RECORD EXCERPTS

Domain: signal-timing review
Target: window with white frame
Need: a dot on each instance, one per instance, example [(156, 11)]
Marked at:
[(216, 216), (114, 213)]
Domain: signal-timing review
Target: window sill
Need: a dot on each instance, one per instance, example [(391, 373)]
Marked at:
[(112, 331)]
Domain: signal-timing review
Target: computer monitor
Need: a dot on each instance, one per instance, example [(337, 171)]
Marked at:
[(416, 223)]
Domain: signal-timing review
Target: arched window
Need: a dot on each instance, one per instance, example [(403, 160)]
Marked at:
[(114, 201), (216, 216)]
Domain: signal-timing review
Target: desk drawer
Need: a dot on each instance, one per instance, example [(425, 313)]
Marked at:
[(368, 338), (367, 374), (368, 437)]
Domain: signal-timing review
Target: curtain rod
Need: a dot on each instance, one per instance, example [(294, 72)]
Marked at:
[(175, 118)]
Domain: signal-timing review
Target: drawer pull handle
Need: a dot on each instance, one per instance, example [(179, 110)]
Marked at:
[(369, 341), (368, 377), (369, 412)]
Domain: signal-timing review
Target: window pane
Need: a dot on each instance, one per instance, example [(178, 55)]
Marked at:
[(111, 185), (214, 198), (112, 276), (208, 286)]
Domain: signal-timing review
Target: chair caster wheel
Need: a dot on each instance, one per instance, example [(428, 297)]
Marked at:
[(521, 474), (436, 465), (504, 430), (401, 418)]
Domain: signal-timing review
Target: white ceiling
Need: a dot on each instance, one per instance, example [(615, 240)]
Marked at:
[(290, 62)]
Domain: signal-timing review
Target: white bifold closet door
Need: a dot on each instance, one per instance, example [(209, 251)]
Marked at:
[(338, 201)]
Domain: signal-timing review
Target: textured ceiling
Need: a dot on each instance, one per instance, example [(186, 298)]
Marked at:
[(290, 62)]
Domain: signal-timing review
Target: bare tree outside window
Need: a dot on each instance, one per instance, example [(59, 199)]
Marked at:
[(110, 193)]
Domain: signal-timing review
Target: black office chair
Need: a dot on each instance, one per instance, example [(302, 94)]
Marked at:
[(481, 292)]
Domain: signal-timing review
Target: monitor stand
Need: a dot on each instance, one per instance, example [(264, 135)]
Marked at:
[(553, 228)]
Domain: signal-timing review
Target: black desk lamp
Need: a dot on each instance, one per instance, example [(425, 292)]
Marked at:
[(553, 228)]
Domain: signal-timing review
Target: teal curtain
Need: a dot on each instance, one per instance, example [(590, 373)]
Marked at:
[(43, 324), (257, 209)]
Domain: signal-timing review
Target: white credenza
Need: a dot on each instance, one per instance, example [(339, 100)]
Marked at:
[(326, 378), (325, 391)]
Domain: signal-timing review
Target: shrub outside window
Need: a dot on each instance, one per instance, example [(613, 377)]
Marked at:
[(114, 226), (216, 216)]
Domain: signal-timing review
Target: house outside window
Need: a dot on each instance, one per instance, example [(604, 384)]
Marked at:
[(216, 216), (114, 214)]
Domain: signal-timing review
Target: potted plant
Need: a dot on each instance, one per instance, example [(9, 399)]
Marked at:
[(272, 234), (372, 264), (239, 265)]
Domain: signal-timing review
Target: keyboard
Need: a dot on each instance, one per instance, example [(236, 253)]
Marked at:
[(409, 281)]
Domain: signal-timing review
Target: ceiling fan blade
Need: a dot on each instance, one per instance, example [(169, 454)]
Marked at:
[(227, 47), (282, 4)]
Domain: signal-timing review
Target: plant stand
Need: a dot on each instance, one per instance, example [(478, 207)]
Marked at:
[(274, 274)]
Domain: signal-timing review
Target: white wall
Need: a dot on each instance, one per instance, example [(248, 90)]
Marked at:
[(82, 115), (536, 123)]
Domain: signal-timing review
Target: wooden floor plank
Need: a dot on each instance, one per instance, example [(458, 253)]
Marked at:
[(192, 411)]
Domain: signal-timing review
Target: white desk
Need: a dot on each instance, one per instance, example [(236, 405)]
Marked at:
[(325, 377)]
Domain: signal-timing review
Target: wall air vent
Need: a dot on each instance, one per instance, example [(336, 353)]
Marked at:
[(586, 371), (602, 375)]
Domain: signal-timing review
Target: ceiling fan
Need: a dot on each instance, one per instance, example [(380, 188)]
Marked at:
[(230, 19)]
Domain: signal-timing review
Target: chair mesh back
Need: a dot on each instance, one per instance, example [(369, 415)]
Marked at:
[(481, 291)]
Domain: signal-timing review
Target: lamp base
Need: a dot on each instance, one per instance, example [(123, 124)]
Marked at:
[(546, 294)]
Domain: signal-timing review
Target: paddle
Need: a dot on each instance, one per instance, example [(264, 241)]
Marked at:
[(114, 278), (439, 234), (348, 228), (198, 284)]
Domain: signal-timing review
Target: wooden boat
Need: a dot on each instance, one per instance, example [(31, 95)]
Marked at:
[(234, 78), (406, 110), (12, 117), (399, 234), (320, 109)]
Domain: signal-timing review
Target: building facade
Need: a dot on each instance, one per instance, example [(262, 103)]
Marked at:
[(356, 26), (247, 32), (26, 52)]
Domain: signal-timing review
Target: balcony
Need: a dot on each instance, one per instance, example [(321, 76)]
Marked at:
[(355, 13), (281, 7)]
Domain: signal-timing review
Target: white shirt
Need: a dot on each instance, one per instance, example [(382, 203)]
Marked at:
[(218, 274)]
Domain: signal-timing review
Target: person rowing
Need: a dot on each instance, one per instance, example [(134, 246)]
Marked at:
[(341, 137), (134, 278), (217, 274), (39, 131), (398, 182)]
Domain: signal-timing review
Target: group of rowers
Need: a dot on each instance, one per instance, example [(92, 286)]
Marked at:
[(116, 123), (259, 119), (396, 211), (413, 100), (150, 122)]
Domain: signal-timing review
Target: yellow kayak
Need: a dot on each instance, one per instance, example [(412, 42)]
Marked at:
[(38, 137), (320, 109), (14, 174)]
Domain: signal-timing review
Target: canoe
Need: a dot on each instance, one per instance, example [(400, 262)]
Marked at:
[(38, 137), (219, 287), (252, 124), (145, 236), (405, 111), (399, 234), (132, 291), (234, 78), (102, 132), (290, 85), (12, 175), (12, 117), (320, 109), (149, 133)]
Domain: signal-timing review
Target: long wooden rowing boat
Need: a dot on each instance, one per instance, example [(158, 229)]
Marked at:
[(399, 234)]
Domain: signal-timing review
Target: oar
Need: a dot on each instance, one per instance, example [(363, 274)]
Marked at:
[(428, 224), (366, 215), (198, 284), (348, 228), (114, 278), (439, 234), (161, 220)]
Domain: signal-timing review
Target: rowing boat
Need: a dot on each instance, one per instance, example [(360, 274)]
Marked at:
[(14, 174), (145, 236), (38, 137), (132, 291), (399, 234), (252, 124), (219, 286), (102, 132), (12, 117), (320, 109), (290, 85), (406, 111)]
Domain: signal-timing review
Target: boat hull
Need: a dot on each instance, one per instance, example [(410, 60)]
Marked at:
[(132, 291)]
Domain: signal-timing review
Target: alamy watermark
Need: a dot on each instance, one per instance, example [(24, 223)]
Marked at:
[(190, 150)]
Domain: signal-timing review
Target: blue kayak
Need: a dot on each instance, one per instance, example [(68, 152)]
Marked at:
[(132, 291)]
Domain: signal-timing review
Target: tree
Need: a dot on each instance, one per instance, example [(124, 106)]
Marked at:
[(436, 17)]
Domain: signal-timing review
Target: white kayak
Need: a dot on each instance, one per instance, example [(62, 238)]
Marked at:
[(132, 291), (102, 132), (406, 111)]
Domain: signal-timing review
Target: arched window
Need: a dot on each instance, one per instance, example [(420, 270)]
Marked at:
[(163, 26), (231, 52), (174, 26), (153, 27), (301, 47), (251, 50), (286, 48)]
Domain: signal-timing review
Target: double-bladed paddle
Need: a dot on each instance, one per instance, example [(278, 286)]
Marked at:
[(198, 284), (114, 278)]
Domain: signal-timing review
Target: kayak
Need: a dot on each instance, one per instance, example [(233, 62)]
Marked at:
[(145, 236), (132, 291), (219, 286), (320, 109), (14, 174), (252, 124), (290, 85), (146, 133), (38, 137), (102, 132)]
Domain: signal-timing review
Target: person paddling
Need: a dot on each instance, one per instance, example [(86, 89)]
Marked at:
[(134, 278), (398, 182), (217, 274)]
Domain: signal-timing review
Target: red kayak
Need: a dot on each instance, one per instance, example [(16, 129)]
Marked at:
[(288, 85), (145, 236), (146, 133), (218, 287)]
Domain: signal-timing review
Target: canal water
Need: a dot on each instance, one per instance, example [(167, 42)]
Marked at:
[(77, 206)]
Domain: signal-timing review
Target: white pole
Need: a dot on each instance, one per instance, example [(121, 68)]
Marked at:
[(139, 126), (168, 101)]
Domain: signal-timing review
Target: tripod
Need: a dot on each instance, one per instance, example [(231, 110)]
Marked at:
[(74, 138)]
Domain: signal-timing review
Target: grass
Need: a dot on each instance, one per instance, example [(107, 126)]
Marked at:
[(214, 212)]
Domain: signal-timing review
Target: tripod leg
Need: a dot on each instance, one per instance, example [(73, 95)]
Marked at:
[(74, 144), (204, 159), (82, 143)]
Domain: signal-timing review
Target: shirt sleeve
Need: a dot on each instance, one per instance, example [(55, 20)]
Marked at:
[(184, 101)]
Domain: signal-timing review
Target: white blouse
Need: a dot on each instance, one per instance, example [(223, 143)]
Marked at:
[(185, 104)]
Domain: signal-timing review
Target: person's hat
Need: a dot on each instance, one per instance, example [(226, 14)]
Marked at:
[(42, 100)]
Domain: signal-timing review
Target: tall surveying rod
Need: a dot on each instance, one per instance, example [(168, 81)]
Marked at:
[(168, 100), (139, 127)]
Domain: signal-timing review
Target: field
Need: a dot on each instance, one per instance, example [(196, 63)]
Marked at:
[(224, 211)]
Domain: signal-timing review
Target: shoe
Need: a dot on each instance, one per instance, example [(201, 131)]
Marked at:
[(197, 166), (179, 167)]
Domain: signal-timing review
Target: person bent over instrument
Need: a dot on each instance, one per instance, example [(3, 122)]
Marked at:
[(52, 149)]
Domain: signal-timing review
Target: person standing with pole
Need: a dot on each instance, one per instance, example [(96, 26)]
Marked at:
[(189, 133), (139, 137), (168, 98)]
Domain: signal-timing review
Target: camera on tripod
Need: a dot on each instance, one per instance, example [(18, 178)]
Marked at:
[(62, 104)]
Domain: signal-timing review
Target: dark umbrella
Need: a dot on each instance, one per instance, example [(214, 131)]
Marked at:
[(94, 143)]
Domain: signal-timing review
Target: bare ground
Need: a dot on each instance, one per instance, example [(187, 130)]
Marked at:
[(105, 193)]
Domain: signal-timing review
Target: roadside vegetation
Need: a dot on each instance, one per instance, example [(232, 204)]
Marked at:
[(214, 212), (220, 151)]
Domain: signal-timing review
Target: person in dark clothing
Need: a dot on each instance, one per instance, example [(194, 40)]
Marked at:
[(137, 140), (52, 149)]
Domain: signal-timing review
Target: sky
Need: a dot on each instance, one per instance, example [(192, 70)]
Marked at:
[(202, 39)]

AIM OF THE TASK
Write down exactly the span of lines above from the one containing "example [(209, 251)]" to the one containing "example [(478, 207)]", both ends included.

YOUR RESPONSE
Need: a dot on each instance, one per instance, example [(209, 251)]
Marked at:
[(338, 201)]
Domain: signal-timing review
Target: textured ceiling
Need: a dot on each instance, one per instance, example [(186, 298)]
Marked at:
[(290, 62)]
Domain: signal-timing review
Target: bare tree outside window
Need: a dot on each instance, one per instance, example [(59, 199)]
Marked at:
[(110, 193)]
Domain: signal-timing review
Target: black office chair
Need: a dot on each instance, one per instance, example [(302, 94)]
Marked at:
[(481, 292)]
Domain: signal-timing review
Target: monitor stand
Need: a dot on each instance, one per instance, example [(264, 135)]
Marked at:
[(553, 228)]
Domain: signal-timing review
Target: black desk lamp
Need: a dot on each instance, one per instance, example [(425, 292)]
Marked at:
[(553, 228)]
Domain: signal-timing review
Target: teal curtain
Need: a dot on each instance, one per instance, example [(590, 373)]
Marked at:
[(43, 324), (257, 209)]
Domain: signal-timing review
Target: white credenza
Need: a dot on each instance, one per instance, example [(339, 100)]
Marked at:
[(326, 378), (325, 391)]
Domain: signal-timing review
Target: shrub outside window
Need: a dot on each instance, one per instance, example [(613, 377)]
Marked at:
[(114, 226), (216, 216)]
Domain: signal-timing review
Target: house outside window
Need: a dot on each instance, one per instance, example [(604, 384)]
Marked at:
[(216, 216), (114, 214)]
Domain: signal-timing review
Target: potted plant
Need: a dot on each instance, one per instance, example [(9, 399)]
Marked at:
[(272, 234), (372, 264), (239, 265)]
Domain: signal-timing review
Target: keyboard
Need: a dot on each instance, one per instance, example [(236, 253)]
Marked at:
[(409, 281)]
Domain: signal-timing review
Target: ceiling fan blade
Need: a dot on each instance, one per instance, example [(169, 454)]
Marked at:
[(227, 47), (282, 4)]
Domain: signal-timing review
Target: plant stand
Need: a dot on each instance, one per instance, example [(478, 207)]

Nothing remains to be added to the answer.